Exercise details: Using the entries that follow, please report how many lines contain the word "covered", with no other words.

(Collected data entries)
====

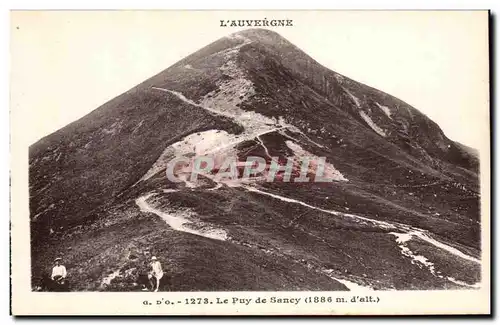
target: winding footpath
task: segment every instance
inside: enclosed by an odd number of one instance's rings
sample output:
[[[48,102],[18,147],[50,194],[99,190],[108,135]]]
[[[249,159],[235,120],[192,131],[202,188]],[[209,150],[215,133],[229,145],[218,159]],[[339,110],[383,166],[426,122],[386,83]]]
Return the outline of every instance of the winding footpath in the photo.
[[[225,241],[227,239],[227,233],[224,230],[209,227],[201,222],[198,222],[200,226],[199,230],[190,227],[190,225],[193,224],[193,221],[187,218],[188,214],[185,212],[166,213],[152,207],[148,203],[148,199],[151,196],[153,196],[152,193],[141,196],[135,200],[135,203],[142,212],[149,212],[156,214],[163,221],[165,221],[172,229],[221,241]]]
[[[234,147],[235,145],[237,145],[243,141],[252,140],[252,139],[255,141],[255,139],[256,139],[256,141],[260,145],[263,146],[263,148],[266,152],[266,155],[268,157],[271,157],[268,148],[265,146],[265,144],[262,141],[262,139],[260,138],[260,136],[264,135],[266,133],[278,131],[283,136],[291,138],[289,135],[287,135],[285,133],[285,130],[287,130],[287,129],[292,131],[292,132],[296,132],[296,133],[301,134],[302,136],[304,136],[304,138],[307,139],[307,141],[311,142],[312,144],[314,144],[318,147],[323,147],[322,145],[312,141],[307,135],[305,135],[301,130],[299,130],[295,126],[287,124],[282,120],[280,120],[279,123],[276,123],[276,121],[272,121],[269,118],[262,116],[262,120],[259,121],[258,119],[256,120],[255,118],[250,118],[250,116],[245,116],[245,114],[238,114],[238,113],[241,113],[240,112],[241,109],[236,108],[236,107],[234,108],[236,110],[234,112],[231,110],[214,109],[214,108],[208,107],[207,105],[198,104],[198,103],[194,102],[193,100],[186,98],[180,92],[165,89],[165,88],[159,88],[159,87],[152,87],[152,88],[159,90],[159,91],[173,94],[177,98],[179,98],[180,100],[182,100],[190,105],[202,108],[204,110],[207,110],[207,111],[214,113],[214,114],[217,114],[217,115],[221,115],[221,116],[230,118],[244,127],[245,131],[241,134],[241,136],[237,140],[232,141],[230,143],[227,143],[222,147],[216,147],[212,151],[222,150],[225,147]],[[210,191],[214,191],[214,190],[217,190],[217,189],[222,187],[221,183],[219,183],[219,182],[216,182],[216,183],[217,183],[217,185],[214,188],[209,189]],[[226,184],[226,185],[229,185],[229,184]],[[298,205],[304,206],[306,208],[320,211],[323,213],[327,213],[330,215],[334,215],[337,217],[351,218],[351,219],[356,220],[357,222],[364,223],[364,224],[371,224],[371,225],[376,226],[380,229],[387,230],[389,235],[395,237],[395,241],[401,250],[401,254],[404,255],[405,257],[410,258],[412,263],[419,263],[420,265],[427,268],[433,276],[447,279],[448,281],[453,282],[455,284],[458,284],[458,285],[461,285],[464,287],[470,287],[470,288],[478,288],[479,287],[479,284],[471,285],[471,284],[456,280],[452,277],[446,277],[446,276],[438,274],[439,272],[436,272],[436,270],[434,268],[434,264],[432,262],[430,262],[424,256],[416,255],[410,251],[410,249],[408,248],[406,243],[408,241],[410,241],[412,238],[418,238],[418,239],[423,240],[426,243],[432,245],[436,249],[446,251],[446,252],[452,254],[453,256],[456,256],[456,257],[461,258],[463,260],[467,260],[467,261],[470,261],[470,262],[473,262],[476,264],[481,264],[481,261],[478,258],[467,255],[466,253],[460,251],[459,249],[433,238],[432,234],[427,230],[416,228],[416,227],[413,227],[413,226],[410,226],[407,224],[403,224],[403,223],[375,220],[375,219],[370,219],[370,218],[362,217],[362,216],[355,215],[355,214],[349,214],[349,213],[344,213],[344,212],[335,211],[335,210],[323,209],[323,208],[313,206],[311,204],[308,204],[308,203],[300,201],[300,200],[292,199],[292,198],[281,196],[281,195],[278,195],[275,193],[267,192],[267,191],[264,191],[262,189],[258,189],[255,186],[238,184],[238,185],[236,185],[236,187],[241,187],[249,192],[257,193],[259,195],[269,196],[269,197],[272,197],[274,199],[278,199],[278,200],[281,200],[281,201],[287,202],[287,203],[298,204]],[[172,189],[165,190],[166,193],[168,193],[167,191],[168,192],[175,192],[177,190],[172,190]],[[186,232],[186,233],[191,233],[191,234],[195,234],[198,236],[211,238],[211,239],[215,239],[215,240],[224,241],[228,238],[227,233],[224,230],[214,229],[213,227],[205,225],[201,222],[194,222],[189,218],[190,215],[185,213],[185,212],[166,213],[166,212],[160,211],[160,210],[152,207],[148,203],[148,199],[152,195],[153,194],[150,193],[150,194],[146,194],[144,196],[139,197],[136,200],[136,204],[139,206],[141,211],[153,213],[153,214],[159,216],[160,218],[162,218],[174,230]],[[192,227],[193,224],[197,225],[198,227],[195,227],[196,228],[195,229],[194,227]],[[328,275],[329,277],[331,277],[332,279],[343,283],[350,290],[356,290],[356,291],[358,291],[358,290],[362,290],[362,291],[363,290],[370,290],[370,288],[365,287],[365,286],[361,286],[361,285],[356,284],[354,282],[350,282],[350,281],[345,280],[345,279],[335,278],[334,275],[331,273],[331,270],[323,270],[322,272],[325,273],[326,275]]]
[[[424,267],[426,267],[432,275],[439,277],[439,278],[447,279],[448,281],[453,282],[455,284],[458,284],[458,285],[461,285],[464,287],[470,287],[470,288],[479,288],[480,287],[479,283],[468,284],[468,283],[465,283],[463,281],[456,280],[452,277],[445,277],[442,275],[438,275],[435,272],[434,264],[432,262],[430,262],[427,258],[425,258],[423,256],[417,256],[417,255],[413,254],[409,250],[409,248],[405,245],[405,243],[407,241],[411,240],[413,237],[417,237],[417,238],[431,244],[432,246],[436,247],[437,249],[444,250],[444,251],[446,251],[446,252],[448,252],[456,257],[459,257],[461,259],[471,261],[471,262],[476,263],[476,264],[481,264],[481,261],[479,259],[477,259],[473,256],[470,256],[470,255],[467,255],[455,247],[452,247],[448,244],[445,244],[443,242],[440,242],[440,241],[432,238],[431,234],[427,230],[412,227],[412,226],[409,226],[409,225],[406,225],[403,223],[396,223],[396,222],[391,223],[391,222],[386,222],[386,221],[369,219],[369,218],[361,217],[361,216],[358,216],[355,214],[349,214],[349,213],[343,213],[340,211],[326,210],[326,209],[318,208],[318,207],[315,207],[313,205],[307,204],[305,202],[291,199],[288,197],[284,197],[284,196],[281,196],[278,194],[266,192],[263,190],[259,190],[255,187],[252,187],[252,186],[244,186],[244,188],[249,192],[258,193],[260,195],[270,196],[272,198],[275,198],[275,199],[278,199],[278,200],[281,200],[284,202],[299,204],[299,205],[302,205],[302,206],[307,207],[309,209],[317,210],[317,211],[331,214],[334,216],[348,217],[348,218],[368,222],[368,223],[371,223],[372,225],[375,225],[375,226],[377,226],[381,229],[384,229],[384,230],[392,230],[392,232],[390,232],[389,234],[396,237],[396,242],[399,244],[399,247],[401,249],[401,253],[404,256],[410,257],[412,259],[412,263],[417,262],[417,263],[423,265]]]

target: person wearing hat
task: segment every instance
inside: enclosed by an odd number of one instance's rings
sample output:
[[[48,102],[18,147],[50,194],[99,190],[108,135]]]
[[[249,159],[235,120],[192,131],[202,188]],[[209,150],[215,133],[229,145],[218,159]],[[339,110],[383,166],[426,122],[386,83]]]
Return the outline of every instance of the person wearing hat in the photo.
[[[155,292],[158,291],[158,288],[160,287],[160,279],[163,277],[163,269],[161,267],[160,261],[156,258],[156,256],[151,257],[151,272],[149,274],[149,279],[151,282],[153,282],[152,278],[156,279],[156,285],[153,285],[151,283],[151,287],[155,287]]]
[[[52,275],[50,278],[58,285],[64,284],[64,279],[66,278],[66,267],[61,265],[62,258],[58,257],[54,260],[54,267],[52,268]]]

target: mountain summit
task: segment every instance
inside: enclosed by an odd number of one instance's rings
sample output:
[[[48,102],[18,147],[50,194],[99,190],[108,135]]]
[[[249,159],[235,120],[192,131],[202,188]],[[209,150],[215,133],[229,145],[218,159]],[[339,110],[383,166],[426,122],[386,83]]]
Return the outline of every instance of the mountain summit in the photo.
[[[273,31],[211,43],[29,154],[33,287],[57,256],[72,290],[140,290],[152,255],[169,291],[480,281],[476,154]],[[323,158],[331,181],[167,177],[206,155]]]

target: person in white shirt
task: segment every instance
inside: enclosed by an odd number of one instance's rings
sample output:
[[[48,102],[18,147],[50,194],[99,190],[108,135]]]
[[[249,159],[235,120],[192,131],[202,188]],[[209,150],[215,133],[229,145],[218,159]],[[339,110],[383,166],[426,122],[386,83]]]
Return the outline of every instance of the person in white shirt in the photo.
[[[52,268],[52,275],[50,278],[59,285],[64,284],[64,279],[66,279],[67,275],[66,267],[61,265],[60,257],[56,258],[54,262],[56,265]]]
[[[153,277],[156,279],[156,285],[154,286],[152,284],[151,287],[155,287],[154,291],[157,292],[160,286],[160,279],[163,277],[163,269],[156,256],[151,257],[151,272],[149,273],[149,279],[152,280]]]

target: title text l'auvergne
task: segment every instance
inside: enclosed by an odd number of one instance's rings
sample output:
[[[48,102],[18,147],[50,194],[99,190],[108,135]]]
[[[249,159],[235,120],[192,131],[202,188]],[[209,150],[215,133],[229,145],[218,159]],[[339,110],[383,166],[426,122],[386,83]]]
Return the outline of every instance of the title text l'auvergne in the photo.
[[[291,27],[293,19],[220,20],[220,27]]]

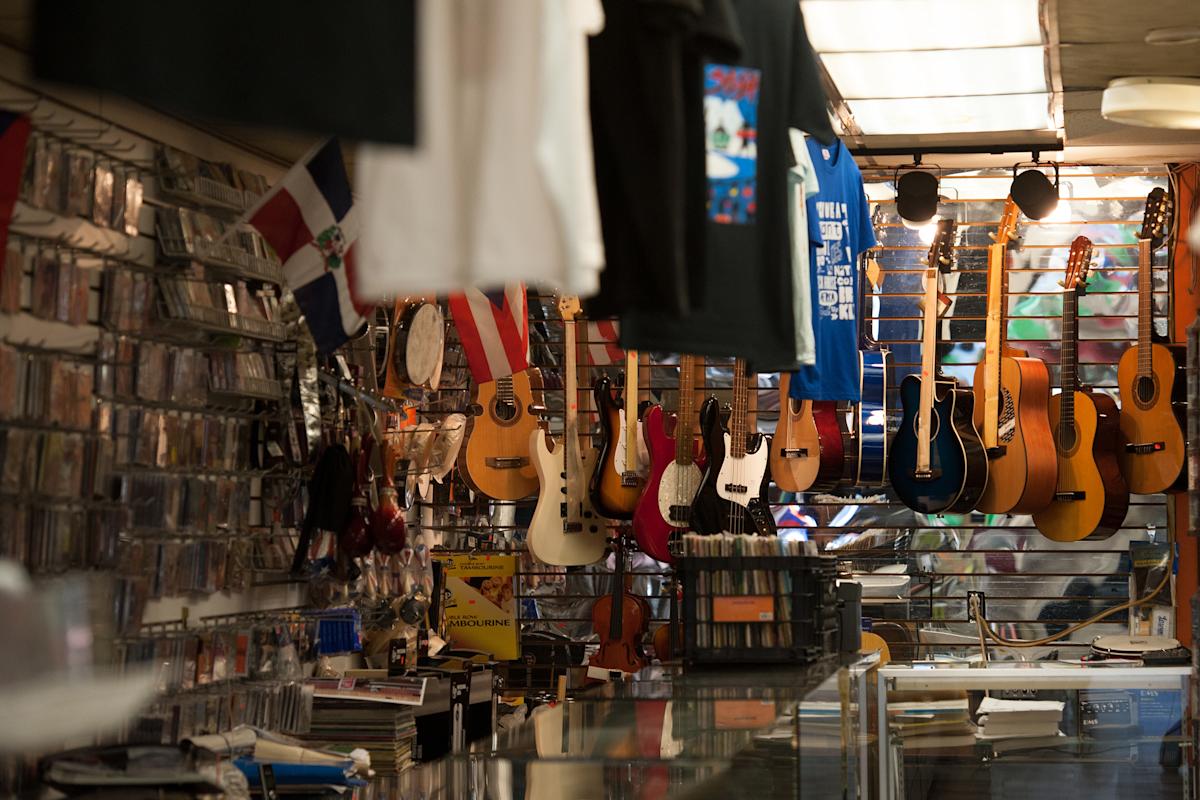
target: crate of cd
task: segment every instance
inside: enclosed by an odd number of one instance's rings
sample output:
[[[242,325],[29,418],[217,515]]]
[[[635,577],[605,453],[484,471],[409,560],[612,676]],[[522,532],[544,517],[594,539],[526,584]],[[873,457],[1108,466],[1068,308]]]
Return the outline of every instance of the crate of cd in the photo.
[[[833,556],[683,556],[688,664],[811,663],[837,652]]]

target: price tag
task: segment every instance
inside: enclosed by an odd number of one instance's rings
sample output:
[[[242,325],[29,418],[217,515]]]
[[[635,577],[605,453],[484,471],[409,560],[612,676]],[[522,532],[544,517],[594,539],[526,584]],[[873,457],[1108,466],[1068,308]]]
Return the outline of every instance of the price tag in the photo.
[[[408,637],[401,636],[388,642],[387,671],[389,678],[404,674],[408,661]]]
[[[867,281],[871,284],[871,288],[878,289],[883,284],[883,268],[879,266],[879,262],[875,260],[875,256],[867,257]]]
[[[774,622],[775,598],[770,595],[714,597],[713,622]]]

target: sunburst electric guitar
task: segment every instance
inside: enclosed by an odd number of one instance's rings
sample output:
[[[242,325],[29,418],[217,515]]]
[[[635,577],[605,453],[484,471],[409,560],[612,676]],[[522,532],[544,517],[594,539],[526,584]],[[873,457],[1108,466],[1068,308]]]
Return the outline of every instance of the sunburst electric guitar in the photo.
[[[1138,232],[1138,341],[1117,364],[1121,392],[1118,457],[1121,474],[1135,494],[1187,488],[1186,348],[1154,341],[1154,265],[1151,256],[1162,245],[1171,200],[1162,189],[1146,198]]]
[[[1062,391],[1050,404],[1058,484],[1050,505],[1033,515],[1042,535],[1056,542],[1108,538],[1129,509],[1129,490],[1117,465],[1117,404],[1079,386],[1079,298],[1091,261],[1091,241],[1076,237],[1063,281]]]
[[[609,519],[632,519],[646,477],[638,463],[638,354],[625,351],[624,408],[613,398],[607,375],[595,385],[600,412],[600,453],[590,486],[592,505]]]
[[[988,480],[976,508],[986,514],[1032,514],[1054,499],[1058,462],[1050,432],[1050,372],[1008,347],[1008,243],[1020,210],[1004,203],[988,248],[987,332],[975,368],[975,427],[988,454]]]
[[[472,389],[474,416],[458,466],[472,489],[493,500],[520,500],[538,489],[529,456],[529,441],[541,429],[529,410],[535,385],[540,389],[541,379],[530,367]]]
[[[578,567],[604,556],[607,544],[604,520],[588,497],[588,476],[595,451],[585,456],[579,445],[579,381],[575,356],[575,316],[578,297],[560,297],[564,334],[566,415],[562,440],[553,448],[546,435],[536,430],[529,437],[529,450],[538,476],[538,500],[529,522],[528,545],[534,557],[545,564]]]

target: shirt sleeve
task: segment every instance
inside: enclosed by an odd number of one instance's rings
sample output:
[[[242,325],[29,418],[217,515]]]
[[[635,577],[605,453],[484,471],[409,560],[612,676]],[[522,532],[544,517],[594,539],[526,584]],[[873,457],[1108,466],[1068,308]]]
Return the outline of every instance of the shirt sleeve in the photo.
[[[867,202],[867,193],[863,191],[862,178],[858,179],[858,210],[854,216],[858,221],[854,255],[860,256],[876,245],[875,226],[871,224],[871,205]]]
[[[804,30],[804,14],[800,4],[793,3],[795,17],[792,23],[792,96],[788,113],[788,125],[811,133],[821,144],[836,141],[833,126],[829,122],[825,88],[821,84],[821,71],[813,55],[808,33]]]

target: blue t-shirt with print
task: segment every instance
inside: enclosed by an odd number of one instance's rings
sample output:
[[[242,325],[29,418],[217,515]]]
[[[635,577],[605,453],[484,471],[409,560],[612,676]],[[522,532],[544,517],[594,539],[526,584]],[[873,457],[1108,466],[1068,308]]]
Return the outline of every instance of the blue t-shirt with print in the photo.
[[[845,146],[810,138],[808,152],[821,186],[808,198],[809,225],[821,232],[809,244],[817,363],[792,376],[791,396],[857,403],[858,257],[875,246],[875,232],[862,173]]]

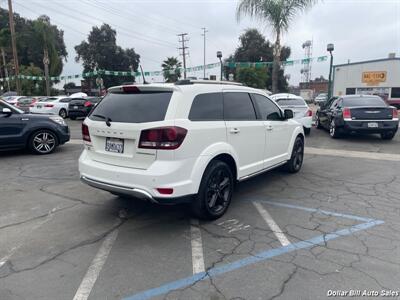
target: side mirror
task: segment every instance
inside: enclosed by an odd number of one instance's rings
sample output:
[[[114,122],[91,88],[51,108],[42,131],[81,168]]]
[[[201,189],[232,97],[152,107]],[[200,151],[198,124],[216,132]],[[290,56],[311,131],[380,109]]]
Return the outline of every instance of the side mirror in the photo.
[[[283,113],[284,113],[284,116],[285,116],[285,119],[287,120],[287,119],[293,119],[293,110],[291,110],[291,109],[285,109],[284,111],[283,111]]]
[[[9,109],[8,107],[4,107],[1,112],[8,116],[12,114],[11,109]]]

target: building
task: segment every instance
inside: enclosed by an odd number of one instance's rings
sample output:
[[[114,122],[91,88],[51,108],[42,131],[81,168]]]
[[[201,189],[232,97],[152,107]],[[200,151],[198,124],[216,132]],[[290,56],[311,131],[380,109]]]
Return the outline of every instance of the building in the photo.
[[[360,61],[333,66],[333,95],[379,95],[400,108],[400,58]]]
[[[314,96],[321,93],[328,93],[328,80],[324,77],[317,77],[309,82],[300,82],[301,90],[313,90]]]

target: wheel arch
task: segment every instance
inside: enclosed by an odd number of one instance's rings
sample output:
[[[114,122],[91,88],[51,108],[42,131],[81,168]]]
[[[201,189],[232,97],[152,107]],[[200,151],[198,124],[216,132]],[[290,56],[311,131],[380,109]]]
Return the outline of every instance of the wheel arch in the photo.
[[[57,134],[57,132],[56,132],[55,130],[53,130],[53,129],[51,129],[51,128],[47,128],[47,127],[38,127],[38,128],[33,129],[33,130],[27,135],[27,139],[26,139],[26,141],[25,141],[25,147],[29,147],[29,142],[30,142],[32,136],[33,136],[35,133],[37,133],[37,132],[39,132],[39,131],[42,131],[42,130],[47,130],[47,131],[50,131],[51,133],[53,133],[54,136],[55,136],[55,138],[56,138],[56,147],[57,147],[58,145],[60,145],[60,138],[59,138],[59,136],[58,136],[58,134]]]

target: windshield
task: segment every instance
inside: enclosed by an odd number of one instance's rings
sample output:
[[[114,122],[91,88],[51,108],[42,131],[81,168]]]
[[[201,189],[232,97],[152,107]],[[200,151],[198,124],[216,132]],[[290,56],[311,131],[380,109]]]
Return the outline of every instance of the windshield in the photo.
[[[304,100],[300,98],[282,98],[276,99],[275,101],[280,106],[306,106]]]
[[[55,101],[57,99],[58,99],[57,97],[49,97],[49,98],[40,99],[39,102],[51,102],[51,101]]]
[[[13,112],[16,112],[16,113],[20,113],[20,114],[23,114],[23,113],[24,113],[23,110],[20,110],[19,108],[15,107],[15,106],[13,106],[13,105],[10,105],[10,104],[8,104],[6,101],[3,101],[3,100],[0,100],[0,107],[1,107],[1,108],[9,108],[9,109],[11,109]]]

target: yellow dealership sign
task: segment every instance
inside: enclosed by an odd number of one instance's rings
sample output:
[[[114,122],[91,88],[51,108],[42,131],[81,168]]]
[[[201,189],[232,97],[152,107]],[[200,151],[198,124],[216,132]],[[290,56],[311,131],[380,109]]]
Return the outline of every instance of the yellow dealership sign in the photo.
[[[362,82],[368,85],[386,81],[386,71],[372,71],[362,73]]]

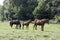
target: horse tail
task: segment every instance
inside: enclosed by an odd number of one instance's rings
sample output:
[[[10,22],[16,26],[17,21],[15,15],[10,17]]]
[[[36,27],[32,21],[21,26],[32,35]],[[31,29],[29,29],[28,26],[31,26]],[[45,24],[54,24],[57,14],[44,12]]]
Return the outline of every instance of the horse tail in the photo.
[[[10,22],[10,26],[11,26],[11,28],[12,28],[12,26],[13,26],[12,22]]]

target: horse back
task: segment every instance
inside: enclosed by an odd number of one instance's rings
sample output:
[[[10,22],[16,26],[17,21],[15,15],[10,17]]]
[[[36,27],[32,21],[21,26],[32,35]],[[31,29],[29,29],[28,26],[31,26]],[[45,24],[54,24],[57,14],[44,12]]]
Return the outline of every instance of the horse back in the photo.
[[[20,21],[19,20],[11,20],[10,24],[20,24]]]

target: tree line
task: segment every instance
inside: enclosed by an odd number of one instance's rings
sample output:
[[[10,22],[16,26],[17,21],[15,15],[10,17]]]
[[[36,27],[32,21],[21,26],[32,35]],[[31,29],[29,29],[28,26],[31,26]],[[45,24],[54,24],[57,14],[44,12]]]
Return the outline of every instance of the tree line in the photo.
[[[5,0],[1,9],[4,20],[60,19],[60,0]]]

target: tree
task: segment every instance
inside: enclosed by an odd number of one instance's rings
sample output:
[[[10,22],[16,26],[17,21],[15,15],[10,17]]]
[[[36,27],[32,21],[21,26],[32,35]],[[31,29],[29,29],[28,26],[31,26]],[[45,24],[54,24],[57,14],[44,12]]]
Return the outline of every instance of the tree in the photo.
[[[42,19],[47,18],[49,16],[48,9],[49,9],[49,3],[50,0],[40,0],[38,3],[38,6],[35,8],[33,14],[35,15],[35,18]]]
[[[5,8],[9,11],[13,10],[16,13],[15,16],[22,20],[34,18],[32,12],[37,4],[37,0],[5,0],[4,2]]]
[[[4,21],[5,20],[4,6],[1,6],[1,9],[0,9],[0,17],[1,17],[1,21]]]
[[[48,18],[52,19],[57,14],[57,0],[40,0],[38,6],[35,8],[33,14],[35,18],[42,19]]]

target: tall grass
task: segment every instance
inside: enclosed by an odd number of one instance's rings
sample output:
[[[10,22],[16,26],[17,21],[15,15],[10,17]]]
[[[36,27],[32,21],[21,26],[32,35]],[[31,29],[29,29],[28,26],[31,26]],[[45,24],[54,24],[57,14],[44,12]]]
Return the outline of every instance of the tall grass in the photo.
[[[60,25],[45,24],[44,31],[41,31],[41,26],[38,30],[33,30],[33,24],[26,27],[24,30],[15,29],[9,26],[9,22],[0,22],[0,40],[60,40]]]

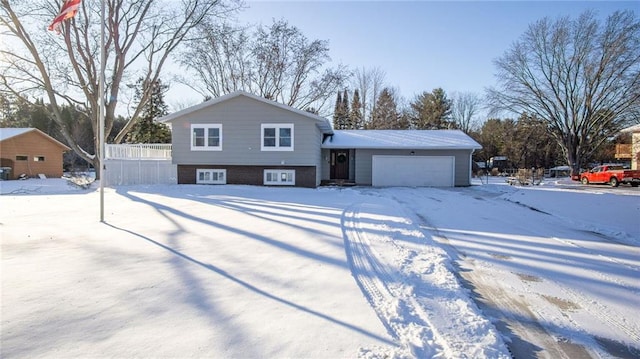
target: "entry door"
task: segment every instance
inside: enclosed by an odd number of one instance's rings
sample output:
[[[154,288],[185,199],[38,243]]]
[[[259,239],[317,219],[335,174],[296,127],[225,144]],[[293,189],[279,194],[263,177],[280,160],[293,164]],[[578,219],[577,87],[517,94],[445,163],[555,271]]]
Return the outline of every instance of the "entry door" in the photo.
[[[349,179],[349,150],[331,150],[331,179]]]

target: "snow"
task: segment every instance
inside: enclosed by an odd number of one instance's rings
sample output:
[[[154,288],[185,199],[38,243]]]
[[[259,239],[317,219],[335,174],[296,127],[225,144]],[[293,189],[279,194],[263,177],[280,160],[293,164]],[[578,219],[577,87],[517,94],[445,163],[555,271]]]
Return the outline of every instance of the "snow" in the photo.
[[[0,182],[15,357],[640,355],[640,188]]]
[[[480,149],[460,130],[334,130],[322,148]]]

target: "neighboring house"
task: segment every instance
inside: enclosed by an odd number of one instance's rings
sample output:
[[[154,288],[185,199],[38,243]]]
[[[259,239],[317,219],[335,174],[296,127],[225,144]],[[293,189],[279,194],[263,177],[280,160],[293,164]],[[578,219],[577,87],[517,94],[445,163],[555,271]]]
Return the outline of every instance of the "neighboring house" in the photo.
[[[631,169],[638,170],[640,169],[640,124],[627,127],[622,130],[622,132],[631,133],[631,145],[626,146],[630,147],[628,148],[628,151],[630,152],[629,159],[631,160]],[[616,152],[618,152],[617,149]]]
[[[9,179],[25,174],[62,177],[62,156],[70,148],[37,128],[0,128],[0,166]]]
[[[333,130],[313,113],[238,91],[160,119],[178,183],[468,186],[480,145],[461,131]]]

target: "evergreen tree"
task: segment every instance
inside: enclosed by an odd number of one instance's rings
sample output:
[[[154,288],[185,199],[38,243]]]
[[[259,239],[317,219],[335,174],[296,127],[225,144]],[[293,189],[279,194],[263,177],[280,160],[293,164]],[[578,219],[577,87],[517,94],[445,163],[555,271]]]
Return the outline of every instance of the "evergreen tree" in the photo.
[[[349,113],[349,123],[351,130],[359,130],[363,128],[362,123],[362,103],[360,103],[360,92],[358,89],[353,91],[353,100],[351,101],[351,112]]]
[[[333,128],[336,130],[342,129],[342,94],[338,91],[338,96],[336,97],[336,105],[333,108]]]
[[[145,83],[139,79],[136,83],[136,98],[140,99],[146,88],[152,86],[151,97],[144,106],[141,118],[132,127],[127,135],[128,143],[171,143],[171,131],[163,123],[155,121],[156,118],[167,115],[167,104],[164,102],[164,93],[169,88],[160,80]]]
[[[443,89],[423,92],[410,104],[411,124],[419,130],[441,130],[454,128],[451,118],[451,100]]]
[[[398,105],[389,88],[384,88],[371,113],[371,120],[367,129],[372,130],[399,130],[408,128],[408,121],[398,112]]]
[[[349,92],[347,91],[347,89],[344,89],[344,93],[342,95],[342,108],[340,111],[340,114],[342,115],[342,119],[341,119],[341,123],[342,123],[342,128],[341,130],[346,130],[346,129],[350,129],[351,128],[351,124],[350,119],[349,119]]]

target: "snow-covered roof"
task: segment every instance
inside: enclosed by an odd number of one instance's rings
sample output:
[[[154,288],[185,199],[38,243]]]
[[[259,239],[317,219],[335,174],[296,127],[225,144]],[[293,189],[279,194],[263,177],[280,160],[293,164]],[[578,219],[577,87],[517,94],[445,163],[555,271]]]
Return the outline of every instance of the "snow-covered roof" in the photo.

====

Answer space: 2